● **TEXT EXCERPT**

════

Okay, I wonder just on the Roberto coin transaction, are you seeing any signs of pushback now that you've done that deal from the bigger luxury jewellery brands?

speaker
Brian Duffy
Group Chief Executive Officer

No, John, not at all. I'll tell you what, being at JCK Couture, which is a major event in America, which is the best jewellery market in the world, just being there and getting the market response People were just so complimentary of what a great dealer this is, what a great brand it is. And what a great organisation it is to deal with, all of which we had experienced and seen. None of the big brands are going to come back and I don't think question that. Not any of the even competing brands within the store. I think it's seen as a good move for us. As I say, we have a reputation for investment, for ambition, for believing in the categories, for executing very well. and it's good for everybody. What we had anticipated was maybe a bit of a reaction from some wholesale distribution and the news on that is positive and that we've again met a good cross section of the distribution in Vegas. Department stores are all totally fine and ambitious for the brand and they see it as positive that we'll be bringing investment and other resources to the uh to the business and similarly the um the significant independence many of whom we know in any event from uh watch relationships but all very positive as well about the brand and what we could bring to it so all of the experience so far has been good on the products on the client reaction on the uh you know existing wholesale distribution reaction and uh we love the team and we love the brand so feels great right thank you

speaker
Operator
Conference Call Moderator

As a reminder, to ask a question, please signal by pressing star 1. Our next question comes from Richard Taylor from Barclays. Please go ahead.

════

● **WRITTEN TASKS**
A – Pull out the conference call transcript in full, word for word.
B – In the records, swap "sidewalk" for "pavement" in the lines running from the line with "of the sidewalk" up to and including the line with "Target: sidewalk", and return only those lines with nothing else changed.
The records are unrelated to the conference call transcript.

════

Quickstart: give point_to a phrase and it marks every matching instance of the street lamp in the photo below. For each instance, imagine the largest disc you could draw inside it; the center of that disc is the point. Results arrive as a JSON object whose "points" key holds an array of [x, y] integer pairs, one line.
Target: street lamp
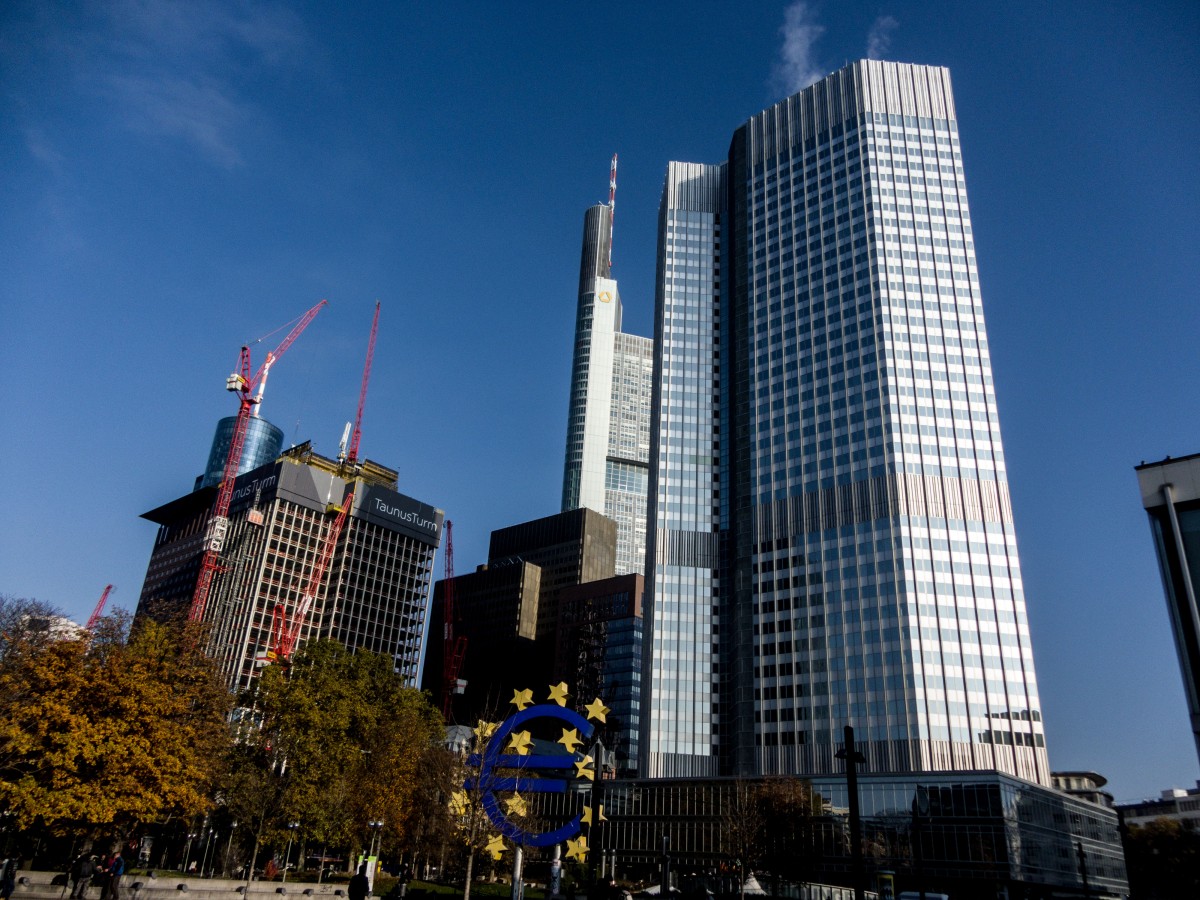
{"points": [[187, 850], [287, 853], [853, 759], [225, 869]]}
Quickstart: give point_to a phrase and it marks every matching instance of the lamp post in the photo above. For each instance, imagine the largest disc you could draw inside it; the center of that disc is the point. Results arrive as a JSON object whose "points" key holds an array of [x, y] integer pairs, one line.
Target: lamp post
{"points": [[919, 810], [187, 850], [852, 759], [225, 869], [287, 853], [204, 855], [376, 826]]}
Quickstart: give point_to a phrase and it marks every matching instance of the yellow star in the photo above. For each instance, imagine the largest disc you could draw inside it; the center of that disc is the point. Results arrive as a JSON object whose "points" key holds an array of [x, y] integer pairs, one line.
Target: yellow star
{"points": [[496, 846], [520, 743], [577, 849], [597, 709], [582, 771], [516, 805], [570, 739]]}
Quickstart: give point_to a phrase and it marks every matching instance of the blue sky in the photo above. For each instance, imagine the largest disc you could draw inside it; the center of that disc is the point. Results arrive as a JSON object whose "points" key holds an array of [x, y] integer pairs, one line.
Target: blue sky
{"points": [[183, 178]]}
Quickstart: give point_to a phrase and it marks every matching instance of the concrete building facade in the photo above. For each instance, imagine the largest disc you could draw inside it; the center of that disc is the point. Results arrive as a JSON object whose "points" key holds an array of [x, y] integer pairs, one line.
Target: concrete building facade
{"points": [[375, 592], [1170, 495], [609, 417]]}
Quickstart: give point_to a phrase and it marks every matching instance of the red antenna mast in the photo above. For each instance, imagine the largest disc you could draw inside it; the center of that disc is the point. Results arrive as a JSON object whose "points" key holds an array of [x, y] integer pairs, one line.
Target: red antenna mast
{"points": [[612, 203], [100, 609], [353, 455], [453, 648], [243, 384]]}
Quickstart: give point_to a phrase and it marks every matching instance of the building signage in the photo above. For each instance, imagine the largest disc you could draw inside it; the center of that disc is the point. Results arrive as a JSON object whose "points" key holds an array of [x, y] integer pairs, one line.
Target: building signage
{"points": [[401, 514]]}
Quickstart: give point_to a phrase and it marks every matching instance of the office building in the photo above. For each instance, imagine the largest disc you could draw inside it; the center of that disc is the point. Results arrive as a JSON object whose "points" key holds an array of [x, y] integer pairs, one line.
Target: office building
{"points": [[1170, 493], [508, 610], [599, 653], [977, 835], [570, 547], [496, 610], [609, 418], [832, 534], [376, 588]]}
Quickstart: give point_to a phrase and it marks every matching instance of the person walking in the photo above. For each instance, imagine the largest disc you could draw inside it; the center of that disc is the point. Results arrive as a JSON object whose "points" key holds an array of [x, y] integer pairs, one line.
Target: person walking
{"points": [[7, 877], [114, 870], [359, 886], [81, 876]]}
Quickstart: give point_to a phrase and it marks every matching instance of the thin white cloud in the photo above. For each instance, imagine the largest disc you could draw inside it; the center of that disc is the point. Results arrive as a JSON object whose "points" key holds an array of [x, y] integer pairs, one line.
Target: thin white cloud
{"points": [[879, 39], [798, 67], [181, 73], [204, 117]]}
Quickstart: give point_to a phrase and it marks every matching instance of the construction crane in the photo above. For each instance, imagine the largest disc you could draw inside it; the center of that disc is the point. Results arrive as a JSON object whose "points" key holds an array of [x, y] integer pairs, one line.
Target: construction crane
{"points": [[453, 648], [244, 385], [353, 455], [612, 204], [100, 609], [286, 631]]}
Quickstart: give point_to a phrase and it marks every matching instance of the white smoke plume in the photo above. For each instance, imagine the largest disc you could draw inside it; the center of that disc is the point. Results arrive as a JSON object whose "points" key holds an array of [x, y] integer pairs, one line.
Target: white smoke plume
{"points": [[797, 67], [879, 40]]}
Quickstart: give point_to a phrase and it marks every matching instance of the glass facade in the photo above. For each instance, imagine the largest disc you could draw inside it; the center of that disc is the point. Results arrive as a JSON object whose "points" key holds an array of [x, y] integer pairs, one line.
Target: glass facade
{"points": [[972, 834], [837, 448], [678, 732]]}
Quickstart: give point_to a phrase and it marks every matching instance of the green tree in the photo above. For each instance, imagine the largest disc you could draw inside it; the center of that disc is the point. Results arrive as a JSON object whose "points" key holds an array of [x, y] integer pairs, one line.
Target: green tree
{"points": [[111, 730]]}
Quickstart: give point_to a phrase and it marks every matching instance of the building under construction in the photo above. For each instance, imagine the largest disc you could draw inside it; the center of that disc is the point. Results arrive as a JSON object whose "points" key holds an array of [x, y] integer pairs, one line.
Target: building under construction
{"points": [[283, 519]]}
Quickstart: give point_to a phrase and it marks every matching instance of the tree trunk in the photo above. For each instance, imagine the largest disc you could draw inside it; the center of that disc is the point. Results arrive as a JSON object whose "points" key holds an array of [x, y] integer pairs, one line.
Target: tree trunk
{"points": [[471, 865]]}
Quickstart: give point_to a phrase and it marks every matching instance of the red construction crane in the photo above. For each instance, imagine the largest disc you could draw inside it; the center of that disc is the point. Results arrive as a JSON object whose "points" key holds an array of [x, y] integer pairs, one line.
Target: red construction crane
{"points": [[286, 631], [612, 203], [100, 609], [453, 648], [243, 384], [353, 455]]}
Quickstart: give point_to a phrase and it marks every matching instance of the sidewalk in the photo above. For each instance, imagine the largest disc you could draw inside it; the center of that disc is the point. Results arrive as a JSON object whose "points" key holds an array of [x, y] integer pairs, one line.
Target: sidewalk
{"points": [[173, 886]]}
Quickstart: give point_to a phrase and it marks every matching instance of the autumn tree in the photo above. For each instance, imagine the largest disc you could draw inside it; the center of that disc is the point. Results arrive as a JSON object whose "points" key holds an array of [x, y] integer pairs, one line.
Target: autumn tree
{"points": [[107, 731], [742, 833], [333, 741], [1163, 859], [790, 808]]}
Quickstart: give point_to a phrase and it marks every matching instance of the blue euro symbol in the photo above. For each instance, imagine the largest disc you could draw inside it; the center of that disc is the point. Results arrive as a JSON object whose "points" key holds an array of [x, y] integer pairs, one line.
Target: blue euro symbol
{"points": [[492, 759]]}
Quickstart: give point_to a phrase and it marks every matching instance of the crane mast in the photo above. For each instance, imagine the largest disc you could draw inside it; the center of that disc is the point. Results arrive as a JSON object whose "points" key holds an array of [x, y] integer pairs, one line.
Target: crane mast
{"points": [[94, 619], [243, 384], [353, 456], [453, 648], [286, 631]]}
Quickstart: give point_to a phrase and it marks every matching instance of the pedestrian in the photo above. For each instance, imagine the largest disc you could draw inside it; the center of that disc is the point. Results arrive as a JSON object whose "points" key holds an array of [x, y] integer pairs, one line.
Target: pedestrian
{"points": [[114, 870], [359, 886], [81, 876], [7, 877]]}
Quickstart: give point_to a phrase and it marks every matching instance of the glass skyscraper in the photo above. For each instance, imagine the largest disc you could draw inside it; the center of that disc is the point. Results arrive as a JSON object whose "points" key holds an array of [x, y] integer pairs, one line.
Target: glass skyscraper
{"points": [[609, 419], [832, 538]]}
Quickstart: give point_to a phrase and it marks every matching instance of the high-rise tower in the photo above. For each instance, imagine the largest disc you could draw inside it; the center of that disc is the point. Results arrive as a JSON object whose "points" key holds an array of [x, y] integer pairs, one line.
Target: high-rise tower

════

● **ANSWERS PROVIDED**
A –
Okay, I wonder just on the Roberto coin transaction, are you seeing any signs of pushback now that you've done that deal from the bigger luxury jewellery brands?

speaker
Brian Duffy
Group Chief Executive Officer

No, John, not at all. I'll tell you what, being at JCK Couture, which is a major event in America, which is the best jewellery market in the world, just being there and getting the market response People were just so complimentary of what a great dealer this is, what a great brand it is. And what a great organisation it is to deal with, all of which we had experienced and seen. None of the big brands are going to come back and I don't think question that. Not any of the even competing brands within the store. I think it's seen as a good move for us. As I say, we have a reputation for investment, for ambition, for believing in the categories, for executing very well. and it's good for everybody. What we had anticipated was maybe a bit of a reaction from some wholesale distribution and the news on that is positive and that we've again met a good cross section of the distribution in Vegas. Department stores are all totally fine and ambitious for the brand and they see it as positive that we'll be bringing investment and other resources to the uh to the business and similarly the um the significant independence many of whom we know in any event from uh watch relationships but all very positive as well about the brand and what we could bring to it so all of the experience so far has been good on the products on the client reaction on the uh you know existing wholesale distribution reaction and uh we love the team and we love the brand so feels great right thank you

speaker
Operator
Conference Call Moderator

As a reminder, to ask a question, please signal by pressing star 1. Our next question comes from Richard Taylor from Barclays. Please go ahead.

B –
Quickstart: give point_to a phrase and it marks every matching instance of the pavement in the photo above. For each instance, imagine the largest disc you could draw inside it; the center of that disc is the point. Results arrive as a JSON object whose "points" key holds an array of [x, y] integer pairs, one line.
Target: pavement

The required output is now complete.